====== Raw records
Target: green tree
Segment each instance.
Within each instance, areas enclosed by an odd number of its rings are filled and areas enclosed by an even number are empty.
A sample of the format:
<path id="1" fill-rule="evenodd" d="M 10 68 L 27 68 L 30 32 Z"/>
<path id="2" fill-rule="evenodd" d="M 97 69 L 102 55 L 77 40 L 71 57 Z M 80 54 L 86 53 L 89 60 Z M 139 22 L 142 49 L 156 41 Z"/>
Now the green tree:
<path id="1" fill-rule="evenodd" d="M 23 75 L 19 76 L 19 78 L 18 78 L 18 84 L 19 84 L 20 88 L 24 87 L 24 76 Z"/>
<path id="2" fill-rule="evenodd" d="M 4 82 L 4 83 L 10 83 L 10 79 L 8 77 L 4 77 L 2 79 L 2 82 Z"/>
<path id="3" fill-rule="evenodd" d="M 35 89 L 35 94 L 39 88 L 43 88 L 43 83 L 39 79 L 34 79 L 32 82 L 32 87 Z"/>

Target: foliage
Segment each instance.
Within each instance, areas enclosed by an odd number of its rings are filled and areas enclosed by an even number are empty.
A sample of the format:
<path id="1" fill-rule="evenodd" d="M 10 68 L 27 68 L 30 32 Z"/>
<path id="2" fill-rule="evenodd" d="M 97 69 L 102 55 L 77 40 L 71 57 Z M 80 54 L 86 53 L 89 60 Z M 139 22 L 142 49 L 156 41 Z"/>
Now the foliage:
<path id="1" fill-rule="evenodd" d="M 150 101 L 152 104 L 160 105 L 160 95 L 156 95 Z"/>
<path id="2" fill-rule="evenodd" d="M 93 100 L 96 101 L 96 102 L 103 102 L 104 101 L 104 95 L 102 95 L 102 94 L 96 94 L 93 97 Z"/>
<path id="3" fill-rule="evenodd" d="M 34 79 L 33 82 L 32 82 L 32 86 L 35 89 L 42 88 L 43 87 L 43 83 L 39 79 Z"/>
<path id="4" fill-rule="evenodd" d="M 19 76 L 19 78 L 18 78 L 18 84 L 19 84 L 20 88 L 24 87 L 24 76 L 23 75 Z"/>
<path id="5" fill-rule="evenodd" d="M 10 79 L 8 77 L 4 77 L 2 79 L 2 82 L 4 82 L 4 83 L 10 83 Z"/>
============
What you need to do
Rewrite the records above, changing every "A sample of the format" to "An example of the format" and leaving all other text as it is.

Answer for the task
Target: green tree
Segment each instance.
Within each instance, areas enclosed by an odd number of its rings are filled and areas enclosed by an even number are empty.
An example of the format:
<path id="1" fill-rule="evenodd" d="M 10 68 L 27 68 L 30 32 Z"/>
<path id="2" fill-rule="evenodd" d="M 97 69 L 102 55 L 77 40 L 71 57 Z M 80 54 L 86 53 L 89 60 Z M 139 22 L 142 49 L 156 41 Z"/>
Now the green tree:
<path id="1" fill-rule="evenodd" d="M 23 75 L 19 76 L 19 78 L 18 78 L 18 84 L 19 84 L 20 88 L 24 87 L 24 76 Z"/>
<path id="2" fill-rule="evenodd" d="M 4 82 L 4 83 L 10 83 L 10 79 L 8 77 L 4 77 L 2 79 L 2 82 Z"/>
<path id="3" fill-rule="evenodd" d="M 35 89 L 35 94 L 39 88 L 43 88 L 43 83 L 39 79 L 34 79 L 32 82 L 32 87 Z"/>

Target: foliage
Segment each instance.
Within each instance, areas enclosed by an odd number of its rings are filled and areas enclosed by an even number are empty.
An example of the format:
<path id="1" fill-rule="evenodd" d="M 10 68 L 27 68 L 30 32 Z"/>
<path id="2" fill-rule="evenodd" d="M 97 69 L 102 55 L 77 40 L 71 57 Z M 80 54 L 86 53 L 89 60 Z M 139 22 L 142 49 L 156 41 Z"/>
Now the foliage:
<path id="1" fill-rule="evenodd" d="M 150 101 L 152 104 L 160 105 L 160 95 L 156 95 Z"/>
<path id="2" fill-rule="evenodd" d="M 93 100 L 96 101 L 96 102 L 103 102 L 104 101 L 104 95 L 102 95 L 102 94 L 96 94 L 93 97 Z"/>
<path id="3" fill-rule="evenodd" d="M 34 79 L 33 82 L 32 82 L 32 86 L 35 89 L 42 88 L 43 87 L 43 83 L 39 79 Z"/>
<path id="4" fill-rule="evenodd" d="M 19 76 L 19 78 L 18 78 L 18 84 L 19 84 L 20 88 L 24 87 L 24 76 L 23 75 Z"/>
<path id="5" fill-rule="evenodd" d="M 10 79 L 8 77 L 4 77 L 2 79 L 2 82 L 4 82 L 4 83 L 10 83 Z"/>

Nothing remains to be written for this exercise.